■ Work instructions: Pick out every line in the rows below that contains the string "building" and copy each one unchanged.

--- begin Dataset content ---

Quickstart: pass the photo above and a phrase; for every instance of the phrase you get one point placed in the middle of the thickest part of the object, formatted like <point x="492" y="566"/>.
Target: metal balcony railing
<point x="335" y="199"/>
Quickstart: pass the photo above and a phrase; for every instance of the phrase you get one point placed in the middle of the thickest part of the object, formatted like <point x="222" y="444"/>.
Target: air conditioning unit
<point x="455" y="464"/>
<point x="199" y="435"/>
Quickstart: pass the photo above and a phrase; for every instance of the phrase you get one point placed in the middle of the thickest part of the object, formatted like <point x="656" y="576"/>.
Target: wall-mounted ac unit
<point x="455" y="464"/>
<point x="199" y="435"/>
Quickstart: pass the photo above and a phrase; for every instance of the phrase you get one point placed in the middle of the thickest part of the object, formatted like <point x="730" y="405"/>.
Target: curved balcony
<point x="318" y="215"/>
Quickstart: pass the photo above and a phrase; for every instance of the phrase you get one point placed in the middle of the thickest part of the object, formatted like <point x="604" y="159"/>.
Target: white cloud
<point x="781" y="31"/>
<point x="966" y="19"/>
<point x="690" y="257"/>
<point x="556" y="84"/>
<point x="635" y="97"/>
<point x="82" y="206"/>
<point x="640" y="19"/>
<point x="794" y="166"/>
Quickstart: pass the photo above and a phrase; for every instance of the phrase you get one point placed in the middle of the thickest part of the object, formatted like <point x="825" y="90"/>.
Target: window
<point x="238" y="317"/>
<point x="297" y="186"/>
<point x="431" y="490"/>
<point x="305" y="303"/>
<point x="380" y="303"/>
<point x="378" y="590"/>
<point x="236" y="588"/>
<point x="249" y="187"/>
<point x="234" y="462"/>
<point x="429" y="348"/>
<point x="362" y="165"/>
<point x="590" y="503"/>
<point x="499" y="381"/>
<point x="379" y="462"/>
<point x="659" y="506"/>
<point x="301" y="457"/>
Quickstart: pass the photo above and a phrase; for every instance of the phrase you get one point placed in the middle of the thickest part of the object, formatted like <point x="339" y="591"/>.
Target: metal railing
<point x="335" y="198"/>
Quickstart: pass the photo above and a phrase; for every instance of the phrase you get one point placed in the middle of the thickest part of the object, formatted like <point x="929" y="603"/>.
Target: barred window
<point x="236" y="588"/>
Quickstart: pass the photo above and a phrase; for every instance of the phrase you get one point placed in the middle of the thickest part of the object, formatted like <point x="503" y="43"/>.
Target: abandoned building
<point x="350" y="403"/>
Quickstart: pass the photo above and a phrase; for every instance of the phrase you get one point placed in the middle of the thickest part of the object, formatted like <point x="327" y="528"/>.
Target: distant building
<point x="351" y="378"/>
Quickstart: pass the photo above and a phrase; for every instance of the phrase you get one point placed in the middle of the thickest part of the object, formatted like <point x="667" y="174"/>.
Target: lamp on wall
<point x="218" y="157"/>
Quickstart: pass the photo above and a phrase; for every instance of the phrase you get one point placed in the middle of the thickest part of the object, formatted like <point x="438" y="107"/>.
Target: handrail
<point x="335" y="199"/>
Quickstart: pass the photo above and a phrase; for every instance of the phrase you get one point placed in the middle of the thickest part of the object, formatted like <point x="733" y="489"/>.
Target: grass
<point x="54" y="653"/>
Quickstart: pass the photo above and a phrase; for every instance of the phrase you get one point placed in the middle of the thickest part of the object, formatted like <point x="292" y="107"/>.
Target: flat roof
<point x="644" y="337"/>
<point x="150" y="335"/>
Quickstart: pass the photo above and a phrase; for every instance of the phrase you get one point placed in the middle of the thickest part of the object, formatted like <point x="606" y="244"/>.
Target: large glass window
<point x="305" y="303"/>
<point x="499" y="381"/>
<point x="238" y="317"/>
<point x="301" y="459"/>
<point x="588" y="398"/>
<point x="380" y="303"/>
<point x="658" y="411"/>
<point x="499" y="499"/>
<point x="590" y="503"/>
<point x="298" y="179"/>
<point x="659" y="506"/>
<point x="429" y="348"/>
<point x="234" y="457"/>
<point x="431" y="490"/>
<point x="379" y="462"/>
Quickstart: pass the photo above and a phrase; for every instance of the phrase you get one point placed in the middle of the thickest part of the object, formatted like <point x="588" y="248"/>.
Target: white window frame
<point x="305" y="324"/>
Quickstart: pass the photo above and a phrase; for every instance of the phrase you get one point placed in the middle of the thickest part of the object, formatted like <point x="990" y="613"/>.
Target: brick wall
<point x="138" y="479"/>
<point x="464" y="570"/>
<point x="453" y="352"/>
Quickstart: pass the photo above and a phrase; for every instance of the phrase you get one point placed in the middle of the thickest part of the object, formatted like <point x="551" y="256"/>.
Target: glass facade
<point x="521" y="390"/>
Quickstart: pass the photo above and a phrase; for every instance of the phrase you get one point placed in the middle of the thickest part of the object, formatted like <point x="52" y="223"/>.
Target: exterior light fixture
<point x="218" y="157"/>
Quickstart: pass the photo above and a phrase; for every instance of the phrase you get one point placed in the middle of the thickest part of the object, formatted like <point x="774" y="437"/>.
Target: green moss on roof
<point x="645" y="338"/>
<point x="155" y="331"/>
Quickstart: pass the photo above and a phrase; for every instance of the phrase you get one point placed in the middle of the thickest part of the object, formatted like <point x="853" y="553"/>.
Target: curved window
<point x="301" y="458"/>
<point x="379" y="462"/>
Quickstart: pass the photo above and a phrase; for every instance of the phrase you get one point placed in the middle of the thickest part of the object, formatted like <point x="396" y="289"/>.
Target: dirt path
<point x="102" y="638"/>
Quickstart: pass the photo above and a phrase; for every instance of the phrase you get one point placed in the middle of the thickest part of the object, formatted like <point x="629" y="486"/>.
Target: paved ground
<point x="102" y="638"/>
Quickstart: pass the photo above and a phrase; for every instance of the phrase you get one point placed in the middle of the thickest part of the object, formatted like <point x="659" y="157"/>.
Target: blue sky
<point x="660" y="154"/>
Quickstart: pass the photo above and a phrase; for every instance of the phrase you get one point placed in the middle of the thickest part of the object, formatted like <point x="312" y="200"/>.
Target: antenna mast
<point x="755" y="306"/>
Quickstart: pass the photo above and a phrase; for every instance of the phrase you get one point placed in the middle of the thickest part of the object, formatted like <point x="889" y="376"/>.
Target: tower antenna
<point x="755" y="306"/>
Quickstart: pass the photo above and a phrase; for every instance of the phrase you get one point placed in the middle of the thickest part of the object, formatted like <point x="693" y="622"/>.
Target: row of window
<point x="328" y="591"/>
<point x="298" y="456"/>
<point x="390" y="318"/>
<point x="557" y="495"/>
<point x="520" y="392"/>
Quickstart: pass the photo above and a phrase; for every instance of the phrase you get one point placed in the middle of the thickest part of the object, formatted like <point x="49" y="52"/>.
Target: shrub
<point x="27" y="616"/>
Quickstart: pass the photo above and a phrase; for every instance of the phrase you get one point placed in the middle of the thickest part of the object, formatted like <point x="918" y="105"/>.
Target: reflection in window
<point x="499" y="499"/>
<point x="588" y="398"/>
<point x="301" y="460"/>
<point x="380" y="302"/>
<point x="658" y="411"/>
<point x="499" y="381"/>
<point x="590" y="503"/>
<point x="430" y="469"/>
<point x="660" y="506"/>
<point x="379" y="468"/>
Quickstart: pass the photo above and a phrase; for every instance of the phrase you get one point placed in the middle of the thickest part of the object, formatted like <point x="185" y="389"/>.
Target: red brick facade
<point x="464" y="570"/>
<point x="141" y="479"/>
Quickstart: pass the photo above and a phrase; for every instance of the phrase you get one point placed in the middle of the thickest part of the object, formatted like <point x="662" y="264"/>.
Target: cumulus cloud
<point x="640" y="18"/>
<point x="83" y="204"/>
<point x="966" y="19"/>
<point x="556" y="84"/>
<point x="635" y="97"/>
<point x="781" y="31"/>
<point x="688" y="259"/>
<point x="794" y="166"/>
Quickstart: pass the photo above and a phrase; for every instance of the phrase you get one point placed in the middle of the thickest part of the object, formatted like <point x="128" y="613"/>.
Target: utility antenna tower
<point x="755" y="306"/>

--- end Dataset content ---

■ Response to the exercise:
Target: abandoned building
Target: distant building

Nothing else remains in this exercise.